WHOLE LOTTA DIXIE – An eye-witness account

I was visiting my cousin Clifford in Bug Tussle, Alabama, when he talked me into going to the Annual Pea-Picking Festival in Cullman. There was the usual assortment of giant hogs and two-headed chickens on display as well as a genuine geek who was featured in Omar Calhoun’s Show of Human Oddities. There were children and ladies dressed up as green peas sampling this year’s first prize pea recipe which was the “Possum Pea Delight,” a green pea, Jell-o, and fried possum dish, topped with a marshmallow topping that sent the judges into fits of joy.

There were plenty of fiddlers, cloggers and bluegrass bands, but the act that won the crowd over was a Dixieland band called Whole Lotta Dixie. They had a sawed-off kind of smart-alecky fellow on banjo, who sang and popped off between songs, and there was tuba player who had a white beard that looked like a fu-manchu with Pappy Yokum’s goatee hanging from his chin. The drummer was this really animated guy who reminded me of a praying mantis with glasses. You’d think he had six legs the way he played the drums. He did things on a cowbell I had never seen before. The rest of the musicians were toodling away like mad on clarinet, trumpet, and trombone. Everybody in the band wore a different colored marching band jacket with crazy looking buttons and badges all over them, and they pointed those horns in all directions, never holding still in one place so it looked kind of wild like they were playing to people all around, underneath, and above.

------------------------

Written problem 1: In the account of the pea-picking festival, what was this year's first prize pea recipe?
Written problem 2: Pick up the account of the pea-picking festival after its last sentence and carry it on.

------------------------

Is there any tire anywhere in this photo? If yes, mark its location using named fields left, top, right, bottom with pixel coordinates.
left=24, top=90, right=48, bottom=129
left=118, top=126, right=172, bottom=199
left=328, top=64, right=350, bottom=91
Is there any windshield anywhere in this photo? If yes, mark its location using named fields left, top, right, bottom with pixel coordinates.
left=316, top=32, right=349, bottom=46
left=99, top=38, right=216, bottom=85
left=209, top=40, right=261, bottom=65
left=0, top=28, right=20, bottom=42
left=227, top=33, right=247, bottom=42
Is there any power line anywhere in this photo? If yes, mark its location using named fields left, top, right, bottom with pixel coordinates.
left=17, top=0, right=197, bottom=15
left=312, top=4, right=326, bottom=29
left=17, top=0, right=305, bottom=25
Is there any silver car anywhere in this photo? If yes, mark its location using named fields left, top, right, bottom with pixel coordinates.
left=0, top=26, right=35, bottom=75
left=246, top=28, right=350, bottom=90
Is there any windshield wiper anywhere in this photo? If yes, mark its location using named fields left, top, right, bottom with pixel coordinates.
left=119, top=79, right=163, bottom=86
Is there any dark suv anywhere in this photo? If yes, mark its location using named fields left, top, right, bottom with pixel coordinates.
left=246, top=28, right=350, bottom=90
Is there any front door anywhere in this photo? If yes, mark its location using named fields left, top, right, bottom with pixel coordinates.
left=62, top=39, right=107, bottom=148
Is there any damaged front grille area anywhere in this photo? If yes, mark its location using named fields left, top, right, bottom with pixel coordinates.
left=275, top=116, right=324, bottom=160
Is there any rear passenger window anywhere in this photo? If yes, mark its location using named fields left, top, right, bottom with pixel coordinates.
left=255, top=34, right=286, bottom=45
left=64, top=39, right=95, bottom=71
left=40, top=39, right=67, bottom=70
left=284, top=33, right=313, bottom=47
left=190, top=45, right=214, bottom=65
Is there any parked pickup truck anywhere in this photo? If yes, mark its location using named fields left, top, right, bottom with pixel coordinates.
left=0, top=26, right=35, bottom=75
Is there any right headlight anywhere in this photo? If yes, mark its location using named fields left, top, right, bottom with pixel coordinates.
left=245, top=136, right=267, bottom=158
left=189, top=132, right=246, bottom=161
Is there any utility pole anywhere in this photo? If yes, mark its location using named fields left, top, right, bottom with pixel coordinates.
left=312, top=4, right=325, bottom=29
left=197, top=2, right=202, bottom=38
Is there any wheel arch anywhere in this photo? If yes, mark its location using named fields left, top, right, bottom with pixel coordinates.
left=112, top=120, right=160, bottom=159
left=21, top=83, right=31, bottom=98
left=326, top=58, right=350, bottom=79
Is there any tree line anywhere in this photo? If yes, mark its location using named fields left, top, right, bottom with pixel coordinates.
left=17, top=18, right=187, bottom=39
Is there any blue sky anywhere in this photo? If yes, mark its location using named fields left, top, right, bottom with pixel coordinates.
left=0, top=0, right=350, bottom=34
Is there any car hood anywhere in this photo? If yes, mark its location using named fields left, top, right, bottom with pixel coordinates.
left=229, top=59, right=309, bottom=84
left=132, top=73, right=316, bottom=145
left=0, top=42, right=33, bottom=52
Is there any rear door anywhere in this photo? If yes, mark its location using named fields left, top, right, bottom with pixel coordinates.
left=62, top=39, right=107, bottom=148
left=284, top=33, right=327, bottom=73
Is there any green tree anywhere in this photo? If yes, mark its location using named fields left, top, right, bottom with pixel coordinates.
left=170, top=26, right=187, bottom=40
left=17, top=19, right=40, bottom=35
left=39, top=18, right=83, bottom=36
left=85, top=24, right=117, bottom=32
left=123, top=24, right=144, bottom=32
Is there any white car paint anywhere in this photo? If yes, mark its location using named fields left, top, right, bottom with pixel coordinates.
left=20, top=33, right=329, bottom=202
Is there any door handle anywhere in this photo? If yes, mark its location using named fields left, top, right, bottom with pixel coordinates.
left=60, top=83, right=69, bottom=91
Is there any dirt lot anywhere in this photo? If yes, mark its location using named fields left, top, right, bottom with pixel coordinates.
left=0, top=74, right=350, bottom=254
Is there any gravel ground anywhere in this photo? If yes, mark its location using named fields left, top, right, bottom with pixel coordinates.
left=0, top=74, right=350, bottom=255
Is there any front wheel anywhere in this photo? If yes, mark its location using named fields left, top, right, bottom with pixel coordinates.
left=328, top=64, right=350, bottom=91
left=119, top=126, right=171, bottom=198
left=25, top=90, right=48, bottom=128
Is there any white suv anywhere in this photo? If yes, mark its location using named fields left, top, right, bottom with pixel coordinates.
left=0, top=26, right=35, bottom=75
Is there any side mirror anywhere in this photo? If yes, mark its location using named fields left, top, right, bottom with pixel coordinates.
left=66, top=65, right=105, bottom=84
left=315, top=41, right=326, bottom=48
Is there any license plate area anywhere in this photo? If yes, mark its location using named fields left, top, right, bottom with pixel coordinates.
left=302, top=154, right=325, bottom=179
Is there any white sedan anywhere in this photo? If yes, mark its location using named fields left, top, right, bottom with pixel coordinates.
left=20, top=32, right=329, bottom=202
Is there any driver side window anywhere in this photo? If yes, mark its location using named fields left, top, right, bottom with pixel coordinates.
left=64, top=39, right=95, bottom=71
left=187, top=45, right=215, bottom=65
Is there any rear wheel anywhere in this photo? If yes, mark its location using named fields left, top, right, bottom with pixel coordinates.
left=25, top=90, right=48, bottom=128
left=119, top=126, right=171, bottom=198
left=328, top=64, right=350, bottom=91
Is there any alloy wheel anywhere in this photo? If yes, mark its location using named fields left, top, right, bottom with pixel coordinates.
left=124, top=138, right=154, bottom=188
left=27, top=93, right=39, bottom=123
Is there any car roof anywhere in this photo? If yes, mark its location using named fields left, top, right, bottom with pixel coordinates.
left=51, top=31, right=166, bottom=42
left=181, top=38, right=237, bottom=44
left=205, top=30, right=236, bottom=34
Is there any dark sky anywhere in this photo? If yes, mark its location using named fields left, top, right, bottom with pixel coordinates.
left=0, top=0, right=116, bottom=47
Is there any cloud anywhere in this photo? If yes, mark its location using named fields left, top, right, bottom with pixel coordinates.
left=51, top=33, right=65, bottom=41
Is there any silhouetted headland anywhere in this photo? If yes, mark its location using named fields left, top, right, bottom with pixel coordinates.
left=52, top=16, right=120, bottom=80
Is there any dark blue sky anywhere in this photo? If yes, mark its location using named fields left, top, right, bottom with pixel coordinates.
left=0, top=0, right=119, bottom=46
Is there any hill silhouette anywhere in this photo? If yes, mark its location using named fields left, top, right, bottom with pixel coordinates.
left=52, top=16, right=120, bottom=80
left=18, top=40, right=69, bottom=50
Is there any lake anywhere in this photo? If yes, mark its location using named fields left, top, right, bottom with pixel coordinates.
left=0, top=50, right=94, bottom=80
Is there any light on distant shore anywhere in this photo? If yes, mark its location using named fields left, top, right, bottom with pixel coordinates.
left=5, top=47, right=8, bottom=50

------------------------

Reply 1: The "Possum Pea Delight," a green pea, Jell-o, and fried possum dish with a marshmallow topping.

Reply 2:
That was all mighty fine, but what really got the pea-pickers going was the stuff the band was playing. All the people sitting in their lawn chairs were singing along to “Listen To The Music” by the Doobie Brothers like they gathered there and sang it every Sunday. The thing about it was that the way these guys played it, with the tuba and the banjo and all, made it a whole lot easier to sing along, and you should have heard the kids shouting, “Hey, teacher, leave them kids alone!” when they played “Another Brick In The Wall” by Pink Floyd. I thought I would crack a rib when they played “Hotel California” by the Eagles. The way that smart-alecky banjo player sang it made it funnier than all get out and the crowd was singing along like they were at a regular tent revival. The drummer was wailing on the drum solo from led Zepplin’s “Whole Lotta Love” when a fight broke out over at the hoochie coochie tent. It spilled out onto midway next to the judge’s stand with little kids dressed like peas crying and trying to get away and their mamas in bigger green pea outfits racing in to swoop them up and glaring at the heap of white trash thrashing about and rolling in the mud. There was a whole lot of cussing and carrying on and a fair amount of general pandemonium. People were getting all red in the face and it looked like it was about to start raining anyway, so we went back to Clifford’s place in Bug Tussle. I swear I’ll never forget that Whole Lotta Dixie band. They about ruined “Free Bird.”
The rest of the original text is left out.